§ What is asked
Each entry below is to be transcribed exactly.

=======

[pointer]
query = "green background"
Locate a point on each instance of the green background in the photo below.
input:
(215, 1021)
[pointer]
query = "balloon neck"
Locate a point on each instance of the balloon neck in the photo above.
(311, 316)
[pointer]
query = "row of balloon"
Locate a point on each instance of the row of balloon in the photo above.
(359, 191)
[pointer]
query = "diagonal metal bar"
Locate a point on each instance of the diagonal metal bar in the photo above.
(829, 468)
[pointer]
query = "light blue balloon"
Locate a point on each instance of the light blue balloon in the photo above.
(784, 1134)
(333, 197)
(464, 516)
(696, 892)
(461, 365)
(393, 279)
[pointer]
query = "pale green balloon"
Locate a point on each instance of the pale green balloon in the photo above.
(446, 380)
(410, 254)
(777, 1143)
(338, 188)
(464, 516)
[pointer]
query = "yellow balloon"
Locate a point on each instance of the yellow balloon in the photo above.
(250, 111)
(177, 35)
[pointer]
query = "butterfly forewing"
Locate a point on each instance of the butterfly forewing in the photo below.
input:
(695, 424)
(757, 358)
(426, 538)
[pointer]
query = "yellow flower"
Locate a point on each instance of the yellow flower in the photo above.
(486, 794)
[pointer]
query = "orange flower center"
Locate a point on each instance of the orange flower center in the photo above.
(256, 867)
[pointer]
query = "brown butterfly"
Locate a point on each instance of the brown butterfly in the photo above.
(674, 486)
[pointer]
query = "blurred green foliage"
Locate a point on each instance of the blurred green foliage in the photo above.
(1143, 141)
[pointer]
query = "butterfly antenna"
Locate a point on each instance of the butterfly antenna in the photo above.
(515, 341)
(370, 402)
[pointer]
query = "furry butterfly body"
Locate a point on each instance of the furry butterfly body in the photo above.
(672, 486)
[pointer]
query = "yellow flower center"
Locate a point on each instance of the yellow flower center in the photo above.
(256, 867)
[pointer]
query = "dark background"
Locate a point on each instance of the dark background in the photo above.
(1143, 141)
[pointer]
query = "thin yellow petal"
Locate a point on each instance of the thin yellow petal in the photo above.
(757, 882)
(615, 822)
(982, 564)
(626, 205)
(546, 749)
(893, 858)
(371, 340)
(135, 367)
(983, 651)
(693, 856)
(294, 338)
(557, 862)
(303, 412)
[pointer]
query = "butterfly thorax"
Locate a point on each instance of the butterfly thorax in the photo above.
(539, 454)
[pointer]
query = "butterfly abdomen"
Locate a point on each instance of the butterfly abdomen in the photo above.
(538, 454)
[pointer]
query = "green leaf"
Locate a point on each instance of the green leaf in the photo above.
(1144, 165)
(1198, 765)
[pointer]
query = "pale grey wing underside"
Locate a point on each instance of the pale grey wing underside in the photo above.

=======

§ Result of this exercise
[pointer]
query = "green background"
Locate a point on each instance of the green background in the photo below.
input:
(215, 1021)
[pointer]
query = "balloon neck"
Locate a point on each instance of the balloon neck in the photo above.
(311, 316)
[pointer]
query = "row of balloon"
Locate a point on each instance of the row of balloon in the photo above.
(359, 191)
[pointer]
query = "diagonal metal bar"
Locate a point on each instance of the diagonal metal bar in the photo above.
(829, 468)
[pointer]
query = "light blue balloon"
Locate a point on each instance of the light blue balloon in the photo above.
(784, 1134)
(333, 197)
(464, 516)
(696, 892)
(461, 365)
(393, 279)
[pointer]
query = "pale green balloon"
Locate a point on each instance of the pale green balloon in the photo above.
(446, 380)
(410, 254)
(777, 1143)
(338, 188)
(464, 516)
[pointer]
query = "yellow balloon"
Locate a point on each instance of the yellow balloon in the photo above.
(250, 111)
(177, 35)
[pointer]
query = "butterfly forewing"
Locate a point on each instance of the butterfly forewing in the photo below.
input:
(695, 424)
(757, 358)
(426, 538)
[pointer]
query = "yellow flower"
Locate a point on each instance of the yellow flower in the photo above.
(486, 794)
[pointer]
query = "orange flower center"
Locate a point on each instance of the orange flower center in the photo above.
(256, 867)
[pointer]
query = "brown butterfly"
Locate a point on each instance of the brown butterfly in the photo above.
(674, 486)
[pointer]
query = "blurred green foliage"
Locate a point on each instance of the blurred green foliage in the photo above.
(1143, 141)
[pointer]
query = "butterfly antenna"
Locate a point on each instance of the butterfly antenna in the photo above.
(515, 341)
(370, 402)
[pointer]
query = "furry butterfly body"
Locate a point on each instance of the furry butterfly body in the photo above.
(672, 486)
[pointer]
query = "yellow flower center"
Locate a point on each instance of the yellow flower center in the photo above.
(256, 867)
[pointer]
query = "dark background"
Locate a point on each instance of the dark background in the photo above.
(1143, 141)
[pointer]
query = "thin yellow petal"
Locate a point on each instance of the thin yellow petal in the photo above.
(757, 882)
(615, 822)
(982, 564)
(626, 205)
(546, 749)
(893, 858)
(371, 340)
(135, 367)
(983, 651)
(693, 856)
(294, 338)
(557, 862)
(303, 412)
[pointer]
query = "butterfly thorax"
Locate a point on each instance of the butterfly thorax in the photo above.
(539, 454)
[pointer]
query = "butterfly abdomen"
Locate a point on each instance of the butterfly abdomen in the photo above.
(538, 454)
[pointer]
query = "green leaf"
Locate a point on each instance of the green leaf in the photo above.
(1144, 165)
(1198, 765)
[pointer]
query = "pale grey wing underside"
Locate a point on each instance of the pale grey wing underside in the photo above.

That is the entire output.